Rewrite the records below as a numbered list with one item per line, dropping any blank lines.

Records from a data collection
┏━━
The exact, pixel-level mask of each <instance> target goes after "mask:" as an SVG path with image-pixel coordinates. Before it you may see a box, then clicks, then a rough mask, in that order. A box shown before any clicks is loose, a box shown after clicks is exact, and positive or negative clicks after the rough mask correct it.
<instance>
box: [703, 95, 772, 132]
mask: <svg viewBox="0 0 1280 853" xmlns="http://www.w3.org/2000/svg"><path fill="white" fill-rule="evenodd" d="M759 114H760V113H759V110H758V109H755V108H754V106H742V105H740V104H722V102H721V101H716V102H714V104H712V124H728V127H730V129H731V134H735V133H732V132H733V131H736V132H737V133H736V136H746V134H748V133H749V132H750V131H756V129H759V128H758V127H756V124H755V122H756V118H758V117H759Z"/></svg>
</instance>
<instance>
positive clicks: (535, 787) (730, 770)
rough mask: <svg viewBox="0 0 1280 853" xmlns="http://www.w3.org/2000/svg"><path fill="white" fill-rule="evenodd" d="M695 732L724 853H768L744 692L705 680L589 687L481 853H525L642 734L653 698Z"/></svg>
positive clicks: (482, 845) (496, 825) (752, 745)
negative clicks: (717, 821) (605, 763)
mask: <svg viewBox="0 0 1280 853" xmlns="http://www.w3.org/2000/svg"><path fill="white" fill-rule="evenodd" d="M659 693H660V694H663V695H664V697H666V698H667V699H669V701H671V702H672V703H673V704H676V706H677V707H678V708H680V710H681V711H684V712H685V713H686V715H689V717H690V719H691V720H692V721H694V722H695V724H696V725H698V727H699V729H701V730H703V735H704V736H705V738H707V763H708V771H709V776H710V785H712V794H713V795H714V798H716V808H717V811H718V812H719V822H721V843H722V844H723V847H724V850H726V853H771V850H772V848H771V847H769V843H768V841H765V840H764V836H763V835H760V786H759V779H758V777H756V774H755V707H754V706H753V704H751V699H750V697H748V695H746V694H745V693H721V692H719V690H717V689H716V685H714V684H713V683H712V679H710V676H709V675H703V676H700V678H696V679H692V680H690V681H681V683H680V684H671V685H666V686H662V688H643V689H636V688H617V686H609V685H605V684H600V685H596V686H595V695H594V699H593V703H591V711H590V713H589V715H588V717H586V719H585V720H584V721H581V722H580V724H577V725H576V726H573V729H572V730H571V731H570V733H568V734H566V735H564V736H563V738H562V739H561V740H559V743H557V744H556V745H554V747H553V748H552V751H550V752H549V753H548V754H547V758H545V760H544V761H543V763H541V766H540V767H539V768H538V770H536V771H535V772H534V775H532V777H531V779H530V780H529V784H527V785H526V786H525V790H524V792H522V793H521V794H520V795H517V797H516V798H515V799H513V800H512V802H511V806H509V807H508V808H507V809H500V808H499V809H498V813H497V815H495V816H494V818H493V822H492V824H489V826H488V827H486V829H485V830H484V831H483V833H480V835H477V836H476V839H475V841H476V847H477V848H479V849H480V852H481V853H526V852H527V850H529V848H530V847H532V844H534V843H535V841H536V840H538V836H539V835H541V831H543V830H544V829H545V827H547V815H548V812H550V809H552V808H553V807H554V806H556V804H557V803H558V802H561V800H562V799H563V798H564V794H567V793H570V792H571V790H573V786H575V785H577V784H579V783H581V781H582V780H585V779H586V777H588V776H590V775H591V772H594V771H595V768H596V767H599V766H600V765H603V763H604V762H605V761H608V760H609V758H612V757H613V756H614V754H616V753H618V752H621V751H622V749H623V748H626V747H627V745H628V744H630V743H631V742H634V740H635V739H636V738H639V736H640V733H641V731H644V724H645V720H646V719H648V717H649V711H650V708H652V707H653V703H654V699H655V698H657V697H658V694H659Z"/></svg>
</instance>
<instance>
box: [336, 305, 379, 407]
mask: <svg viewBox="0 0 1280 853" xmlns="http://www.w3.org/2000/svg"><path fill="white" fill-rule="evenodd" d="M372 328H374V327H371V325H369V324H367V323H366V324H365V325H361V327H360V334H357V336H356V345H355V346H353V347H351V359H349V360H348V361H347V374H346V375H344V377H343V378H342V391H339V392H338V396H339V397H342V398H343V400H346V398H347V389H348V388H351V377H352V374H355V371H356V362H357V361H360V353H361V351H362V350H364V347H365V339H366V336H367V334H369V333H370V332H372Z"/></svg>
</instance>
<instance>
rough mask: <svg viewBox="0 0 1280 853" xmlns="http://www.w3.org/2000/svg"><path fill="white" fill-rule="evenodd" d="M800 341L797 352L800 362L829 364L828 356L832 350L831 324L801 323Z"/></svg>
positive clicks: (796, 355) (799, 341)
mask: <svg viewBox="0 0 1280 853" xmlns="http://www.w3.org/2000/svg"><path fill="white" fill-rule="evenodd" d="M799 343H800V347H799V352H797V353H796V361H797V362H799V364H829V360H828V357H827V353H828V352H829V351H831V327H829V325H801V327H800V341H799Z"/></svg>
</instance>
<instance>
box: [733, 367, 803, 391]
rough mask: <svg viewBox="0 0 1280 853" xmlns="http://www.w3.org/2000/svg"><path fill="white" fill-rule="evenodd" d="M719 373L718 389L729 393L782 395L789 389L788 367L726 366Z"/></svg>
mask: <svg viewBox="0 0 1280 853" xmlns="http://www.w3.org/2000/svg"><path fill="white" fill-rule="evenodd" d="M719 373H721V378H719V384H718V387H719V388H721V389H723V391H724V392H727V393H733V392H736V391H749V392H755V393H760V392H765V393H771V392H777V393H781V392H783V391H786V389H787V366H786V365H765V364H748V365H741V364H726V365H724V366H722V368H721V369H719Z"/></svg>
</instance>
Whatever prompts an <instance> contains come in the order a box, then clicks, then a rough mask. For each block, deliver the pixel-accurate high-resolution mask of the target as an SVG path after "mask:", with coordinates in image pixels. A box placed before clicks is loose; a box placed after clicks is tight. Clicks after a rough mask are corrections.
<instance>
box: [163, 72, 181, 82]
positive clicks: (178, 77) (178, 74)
┗━━
Solution below:
1. The exact, pixel-level mask of each <instance> target goes after "mask:" as an SVG path with image-pixel coordinates. Before it you may see a box, then clicks, then a rough mask, in that order. A box shown before any clicks is loose, a box shown after clicks is exact, and positive or negative clicks after the rough mask correct it.
2. <instance>
3. box: [703, 95, 772, 132]
4. mask: <svg viewBox="0 0 1280 853" xmlns="http://www.w3.org/2000/svg"><path fill="white" fill-rule="evenodd" d="M759 114H760V113H759V110H758V109H755V108H754V106H742V105H740V104H722V102H721V101H716V102H714V104H712V124H728V127H730V129H731V134H735V133H732V132H733V131H736V132H737V133H736V136H746V134H748V133H749V132H750V131H756V129H759V128H758V127H756V124H755V122H756V118H758V117H759Z"/></svg>
5. </instance>
6. <instance>
7. positive clicks: (535, 787) (730, 770)
8. rough mask: <svg viewBox="0 0 1280 853" xmlns="http://www.w3.org/2000/svg"><path fill="white" fill-rule="evenodd" d="M695 732L724 853H768L744 692L705 680L589 687L481 853H525L642 734L653 698Z"/></svg>
9. positive clicks: (482, 845) (496, 825) (752, 745)
10. negative clicks: (717, 821) (605, 763)
11. mask: <svg viewBox="0 0 1280 853" xmlns="http://www.w3.org/2000/svg"><path fill="white" fill-rule="evenodd" d="M659 693H660V694H663V695H664V697H666V698H667V699H669V701H671V702H672V703H673V704H676V706H677V707H678V708H680V710H681V711H684V712H685V713H686V715H689V717H690V719H691V720H692V721H694V722H695V724H696V725H698V727H699V729H701V730H703V735H704V736H705V738H707V763H708V771H709V776H710V785H712V794H713V795H714V798H716V808H717V811H718V812H719V822H721V843H722V844H723V847H724V850H726V853H771V850H772V848H771V847H769V843H768V841H765V840H764V836H763V835H760V786H759V779H758V777H756V774H755V707H754V706H753V704H751V699H750V697H748V695H746V694H745V693H721V692H719V690H717V689H716V685H714V684H713V683H712V679H710V676H709V675H703V676H700V678H696V679H692V680H690V681H681V683H680V684H671V685H666V686H662V688H643V689H636V688H617V686H609V685H605V684H600V685H596V686H595V695H594V699H593V703H591V711H590V713H589V715H588V717H586V719H585V720H584V721H581V722H580V724H577V725H576V726H573V729H572V730H571V731H570V733H568V734H566V735H564V736H563V738H562V739H561V740H559V743H557V744H556V745H554V747H553V748H552V751H550V752H549V753H548V754H547V758H545V760H544V761H543V763H541V766H540V767H539V768H538V770H536V771H535V772H534V775H532V777H531V779H530V780H529V784H527V785H526V786H525V790H524V792H522V793H521V794H520V795H517V797H516V798H515V799H513V800H512V802H511V806H509V807H508V808H507V809H500V808H499V809H498V813H497V815H495V816H494V818H493V822H492V824H489V826H488V827H486V829H485V830H484V831H483V833H480V835H477V836H476V839H475V841H476V847H477V848H479V849H480V852H481V853H526V852H527V850H529V848H530V847H532V844H534V843H535V841H536V840H538V836H539V835H541V831H543V830H544V829H545V827H547V815H548V812H550V809H552V808H553V807H554V806H556V804H557V803H558V802H561V800H562V799H563V798H564V794H567V793H570V792H571V790H573V786H575V785H577V784H579V783H581V781H582V780H585V779H586V777H588V776H590V775H591V772H594V771H595V768H596V767H599V766H600V765H603V763H604V762H605V761H608V760H609V758H612V757H613V756H614V754H616V753H618V752H621V751H622V749H623V748H626V747H627V745H628V744H630V743H631V742H634V740H635V739H636V738H639V736H640V733H641V731H644V724H645V720H646V719H648V717H649V711H650V708H652V707H653V703H654V699H655V698H657V697H658V694H659Z"/></svg>
12. </instance>
13. <instance>
14. box: [336, 305, 379, 407]
15. mask: <svg viewBox="0 0 1280 853" xmlns="http://www.w3.org/2000/svg"><path fill="white" fill-rule="evenodd" d="M372 328H374V327H371V325H369V324H367V323H366V324H365V325H361V327H360V334H357V336H356V345H355V346H353V347H351V359H349V360H348V361H347V374H346V375H344V377H343V378H342V391H339V392H338V396H339V397H342V398H343V400H346V398H347V389H348V388H351V377H352V374H355V371H356V362H357V361H360V353H361V351H362V350H364V347H365V339H366V336H367V334H369V333H370V332H372Z"/></svg>
16. </instance>
17. <instance>
18. rough mask: <svg viewBox="0 0 1280 853" xmlns="http://www.w3.org/2000/svg"><path fill="white" fill-rule="evenodd" d="M800 341L797 352L800 362L829 364L828 356L832 350L831 324L801 323Z"/></svg>
19. positive clicks: (796, 355) (799, 341)
20. mask: <svg viewBox="0 0 1280 853" xmlns="http://www.w3.org/2000/svg"><path fill="white" fill-rule="evenodd" d="M799 343H800V347H799V352H797V353H796V361H797V362H799V364H829V360H828V357H827V353H828V352H829V351H831V327H829V325H801V327H800V341H799Z"/></svg>
21. </instance>
22. <instance>
23. box: [733, 367, 803, 391]
24. rough mask: <svg viewBox="0 0 1280 853" xmlns="http://www.w3.org/2000/svg"><path fill="white" fill-rule="evenodd" d="M719 373L718 389L729 393L782 395L789 389L788 367L726 366Z"/></svg>
25. mask: <svg viewBox="0 0 1280 853" xmlns="http://www.w3.org/2000/svg"><path fill="white" fill-rule="evenodd" d="M719 373H721V378H719V384H718V387H719V388H721V389H723V391H724V392H727V393H733V392H736V391H749V392H755V393H760V392H765V393H771V392H777V393H781V392H783V391H786V389H787V366H786V365H765V364H748V365H741V364H726V365H724V366H722V368H721V369H719Z"/></svg>
26. </instance>
27. Whatever prompts an <instance> contains come in the order a box, then clicks, then a rough mask. For each block, deliver the pixel-accurate high-resolution mask of the target as an SVG path after "mask:", with coordinates in image pixels. A box placed before clicks is loose; a box placed after clicks is tight. Clicks after a rough mask are corrections.
28. <instance>
29. box: [163, 72, 181, 82]
30. positive clicks: (178, 77) (178, 74)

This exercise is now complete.